Сейчас, по прошествии почти тридцати лет, я с душевным трепетом думаю, что дом Блещунова — это было особое святое место для многих людей города Одессы, да и не только Одессы, всего Союза того времени. Почти все "выходцы", я бы сказала, "чада" этого дома были уверены, что в какой бы момент дня и ночи они ни появились на пороге этого дома, всегда будут радушно приняты.
Когда я впервые увидела Александра Владимировича, я почувствовала всем своим существом, что передо мной нечто особенное, нечто такое, с чем мне никогда не приходилось сталкиваться в жизни — это был феномен Блещунова А.В., имя этому феномену — Человеколюбие. Это особый рассказ — о том, скольким мальчишкам он помог найти свой путь в жизни.
Очень часто многие люди приходили в этот дом с грузом своих проблем и печали, в отчаянии и безысходности, уходили из него если не с легким сердцем, то, во всяком случае, с надеждой и некоторым преобразованием своих проблем. Я была невольным свидетелем многих "преобразований", прожив волею судьбы много лет в этом благословенном Доме.
Мне запомнилось 60-летний юбилей Александра Владимировича. Эта дата приходится на конец августа 1974 года. Это совсем не маловажно — как правило, к этому времени уже альпинистский сезон завершается, все возвращаются с гор, и наш юбиляр также... У всех еще свежи в памяти летние события, и все переполнены впечатлениями, которыми рады поделиться с другими, да и просто рады видеть друг друга. Было ясно, что в доме вместить всех желающих поздравить юбиляра невозможно, поэтому заказали зал в кафе "Алые паруса" на Дерибасовской. Торжество было назначено на 5 часов вечера, и гости прибывали, в основном, сразу в "Алые паруса". Но я и Наташа Товстуха должны были сопровождать Александра Владимировича, и посему поджидали его в нашей любимой комнате, делая последние дополнительные приготовления к торжеству. Александр Владимирович вышел к нам из комнаты Екатерины Мироновны, и мы ахнули! Высокий, подтянутый, сухощавый, в черном костюме, в черных блестящих туфлях, он казался мне английским лордом. Нужно сказать, что он любил иногда как-то особенно щегольнуть. И выглядел он молодо, совсем не на 60 лет, а гораздо моложе, лет на 50.

Записи из набора данных:
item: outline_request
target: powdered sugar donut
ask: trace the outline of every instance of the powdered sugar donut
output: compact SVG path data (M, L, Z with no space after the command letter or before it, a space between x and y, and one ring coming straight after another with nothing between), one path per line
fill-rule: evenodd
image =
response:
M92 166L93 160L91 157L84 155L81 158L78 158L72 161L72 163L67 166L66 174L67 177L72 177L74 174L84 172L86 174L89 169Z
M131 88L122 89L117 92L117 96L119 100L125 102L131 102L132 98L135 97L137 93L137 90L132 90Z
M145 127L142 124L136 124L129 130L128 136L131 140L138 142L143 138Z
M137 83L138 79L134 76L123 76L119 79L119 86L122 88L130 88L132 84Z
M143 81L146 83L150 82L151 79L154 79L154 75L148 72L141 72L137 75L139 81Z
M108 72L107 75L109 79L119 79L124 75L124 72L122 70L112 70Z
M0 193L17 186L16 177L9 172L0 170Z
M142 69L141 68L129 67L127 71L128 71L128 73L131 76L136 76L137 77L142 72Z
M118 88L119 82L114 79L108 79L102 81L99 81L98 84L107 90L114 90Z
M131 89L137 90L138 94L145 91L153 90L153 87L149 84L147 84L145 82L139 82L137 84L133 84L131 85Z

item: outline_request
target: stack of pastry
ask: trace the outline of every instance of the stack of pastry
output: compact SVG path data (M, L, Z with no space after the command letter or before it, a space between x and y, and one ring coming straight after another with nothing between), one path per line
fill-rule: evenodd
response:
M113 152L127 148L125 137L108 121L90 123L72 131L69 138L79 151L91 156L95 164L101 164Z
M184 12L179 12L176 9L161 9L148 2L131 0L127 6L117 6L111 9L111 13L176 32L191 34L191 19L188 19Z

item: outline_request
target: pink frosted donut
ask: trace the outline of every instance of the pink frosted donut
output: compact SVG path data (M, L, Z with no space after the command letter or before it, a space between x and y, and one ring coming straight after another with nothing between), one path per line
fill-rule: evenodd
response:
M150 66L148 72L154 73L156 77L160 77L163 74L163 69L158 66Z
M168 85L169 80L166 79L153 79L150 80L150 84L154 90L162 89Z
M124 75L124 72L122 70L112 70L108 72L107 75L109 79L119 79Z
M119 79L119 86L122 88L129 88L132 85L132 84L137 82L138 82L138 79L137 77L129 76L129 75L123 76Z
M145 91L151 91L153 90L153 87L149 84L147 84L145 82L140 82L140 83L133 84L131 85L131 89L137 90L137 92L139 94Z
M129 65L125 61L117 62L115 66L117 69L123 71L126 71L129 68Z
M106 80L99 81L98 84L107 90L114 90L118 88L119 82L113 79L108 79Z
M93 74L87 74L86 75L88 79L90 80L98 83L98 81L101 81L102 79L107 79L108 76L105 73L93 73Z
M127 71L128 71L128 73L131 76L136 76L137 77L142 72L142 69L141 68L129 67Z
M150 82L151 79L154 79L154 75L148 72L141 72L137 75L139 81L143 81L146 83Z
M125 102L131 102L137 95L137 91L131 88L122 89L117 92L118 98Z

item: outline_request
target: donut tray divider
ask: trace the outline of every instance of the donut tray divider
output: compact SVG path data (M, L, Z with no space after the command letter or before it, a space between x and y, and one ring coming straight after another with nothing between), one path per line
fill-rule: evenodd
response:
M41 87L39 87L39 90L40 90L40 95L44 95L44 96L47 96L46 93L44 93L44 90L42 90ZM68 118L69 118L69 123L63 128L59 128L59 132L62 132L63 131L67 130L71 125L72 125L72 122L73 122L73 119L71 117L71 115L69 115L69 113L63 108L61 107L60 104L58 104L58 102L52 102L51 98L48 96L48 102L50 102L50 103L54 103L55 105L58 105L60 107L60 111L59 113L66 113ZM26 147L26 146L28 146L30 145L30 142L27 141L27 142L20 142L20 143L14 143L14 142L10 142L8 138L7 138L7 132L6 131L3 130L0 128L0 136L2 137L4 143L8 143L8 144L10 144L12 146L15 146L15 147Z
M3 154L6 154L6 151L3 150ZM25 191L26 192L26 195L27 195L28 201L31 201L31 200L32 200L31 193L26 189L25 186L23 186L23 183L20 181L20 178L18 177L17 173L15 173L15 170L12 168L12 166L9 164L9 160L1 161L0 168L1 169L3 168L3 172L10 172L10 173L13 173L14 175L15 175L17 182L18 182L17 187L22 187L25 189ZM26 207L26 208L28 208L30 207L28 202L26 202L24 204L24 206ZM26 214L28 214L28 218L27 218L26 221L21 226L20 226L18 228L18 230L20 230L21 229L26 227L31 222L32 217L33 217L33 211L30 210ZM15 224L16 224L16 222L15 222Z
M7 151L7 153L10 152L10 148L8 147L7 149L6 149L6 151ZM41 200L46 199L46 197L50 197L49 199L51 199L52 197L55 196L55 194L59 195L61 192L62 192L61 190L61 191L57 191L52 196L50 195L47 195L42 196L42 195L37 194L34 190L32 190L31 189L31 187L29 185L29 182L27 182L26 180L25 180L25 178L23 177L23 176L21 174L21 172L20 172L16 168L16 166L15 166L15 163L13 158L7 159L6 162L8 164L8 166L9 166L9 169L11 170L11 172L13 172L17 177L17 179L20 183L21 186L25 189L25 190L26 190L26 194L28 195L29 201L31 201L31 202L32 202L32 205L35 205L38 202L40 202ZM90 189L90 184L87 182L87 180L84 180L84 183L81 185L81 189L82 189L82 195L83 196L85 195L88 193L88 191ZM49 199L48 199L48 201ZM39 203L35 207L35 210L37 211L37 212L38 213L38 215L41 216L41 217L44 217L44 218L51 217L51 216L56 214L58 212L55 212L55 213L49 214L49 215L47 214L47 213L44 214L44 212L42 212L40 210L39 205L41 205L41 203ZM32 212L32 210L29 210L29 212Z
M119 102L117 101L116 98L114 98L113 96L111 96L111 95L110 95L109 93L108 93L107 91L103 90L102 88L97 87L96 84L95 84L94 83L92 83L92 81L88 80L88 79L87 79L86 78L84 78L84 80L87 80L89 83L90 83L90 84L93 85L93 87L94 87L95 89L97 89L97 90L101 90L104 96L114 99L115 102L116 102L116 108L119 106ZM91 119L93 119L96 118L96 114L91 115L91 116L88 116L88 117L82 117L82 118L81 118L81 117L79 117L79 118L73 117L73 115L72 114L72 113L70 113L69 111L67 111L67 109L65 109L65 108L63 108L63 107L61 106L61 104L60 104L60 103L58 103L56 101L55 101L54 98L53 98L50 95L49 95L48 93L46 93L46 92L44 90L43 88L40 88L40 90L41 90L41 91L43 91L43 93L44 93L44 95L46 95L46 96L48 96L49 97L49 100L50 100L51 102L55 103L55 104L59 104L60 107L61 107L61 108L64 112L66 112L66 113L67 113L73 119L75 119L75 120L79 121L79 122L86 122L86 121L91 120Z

ЦЕЛЬ ЗАДАНИЯ -
Воспроизведите целиком, слово в слово, отрывок из воспоминаний о доме Блещунова.

РЕЗУЛЬТАТ -
Сейчас, по прошествии почти тридцати лет, я с душевным трепетом думаю, что дом Блещунова — это было особое святое место для многих людей города Одессы, да и не только Одессы, всего Союза того времени. Почти все "выходцы", я бы сказала, "чада" этого дома были уверены, что в какой бы момент дня и ночи они ни появились на пороге этого дома, всегда будут радушно приняты.
Когда я впервые увидела Александра Владимировича, я почувствовала всем своим существом, что передо мной нечто особенное, нечто такое, с чем мне никогда не приходилось сталкиваться в жизни — это был феномен Блещунова А.В., имя этому феномену — Человеколюбие. Это особый рассказ — о том, скольким мальчишкам он помог найти свой путь в жизни.
Очень часто многие люди приходили в этот дом с грузом своих проблем и печали, в отчаянии и безысходности, уходили из него если не с легким сердцем, то, во всяком случае, с надеждой и некоторым преобразованием своих проблем. Я была невольным свидетелем многих "преобразований", прожив волею судьбы много лет в этом благословенном Доме.
Мне запомнилось 60-летний юбилей Александра Владимировича. Эта дата приходится на конец августа 1974 года. Это совсем не маловажно — как правило, к этому времени уже альпинистский сезон завершается, все возвращаются с гор, и наш юбиляр также... У всех еще свежи в памяти летние события, и все переполнены впечатлениями, которыми рады поделиться с другими, да и просто рады видеть друг друга. Было ясно, что в доме вместить всех желающих поздравить юбиляра невозможно, поэтому заказали зал в кафе "Алые паруса" на Дерибасовской. Торжество было назначено на 5 часов вечера, и гости прибывали, в основном, сразу в "Алые паруса". Но я и Наташа Товстуха должны были сопровождать Александра Владимировича, и посему поджидали его в нашей любимой комнате, делая последние дополнительные приготовления к торжеству. Александр Владимирович вышел к нам из комнаты Екатерины Мироновны, и мы ахнули! Высокий, подтянутый, сухощавый, в черном костюме, в черных блестящих туфлях, он казался мне английским лордом. Нужно сказать, что он любил иногда как-то особенно щегольнуть. И выглядел он молодо, совсем не на 60 лет, а гораздо моложе, лет на 50.